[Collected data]
============

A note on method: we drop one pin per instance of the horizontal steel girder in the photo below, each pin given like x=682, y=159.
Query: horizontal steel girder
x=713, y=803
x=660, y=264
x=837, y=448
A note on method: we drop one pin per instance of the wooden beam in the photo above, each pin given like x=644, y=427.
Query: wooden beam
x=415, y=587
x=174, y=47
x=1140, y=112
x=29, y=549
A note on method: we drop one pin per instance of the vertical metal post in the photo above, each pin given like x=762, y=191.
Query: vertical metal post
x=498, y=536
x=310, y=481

============

■ **PROBLEM**
Rewrite the lines of the data starting at the line containing "like x=644, y=427." and ending at the line containing "x=29, y=549" as a numbered list, leaving out any blank lines.

■ **EXERCISE RESPONSE**
1. A note on method: we drop one pin per instance of the wooden beam in the photo above, each pin given like x=644, y=427.
2. Query: wooden beam
3. x=415, y=587
4. x=174, y=47
5. x=1140, y=112
6. x=29, y=549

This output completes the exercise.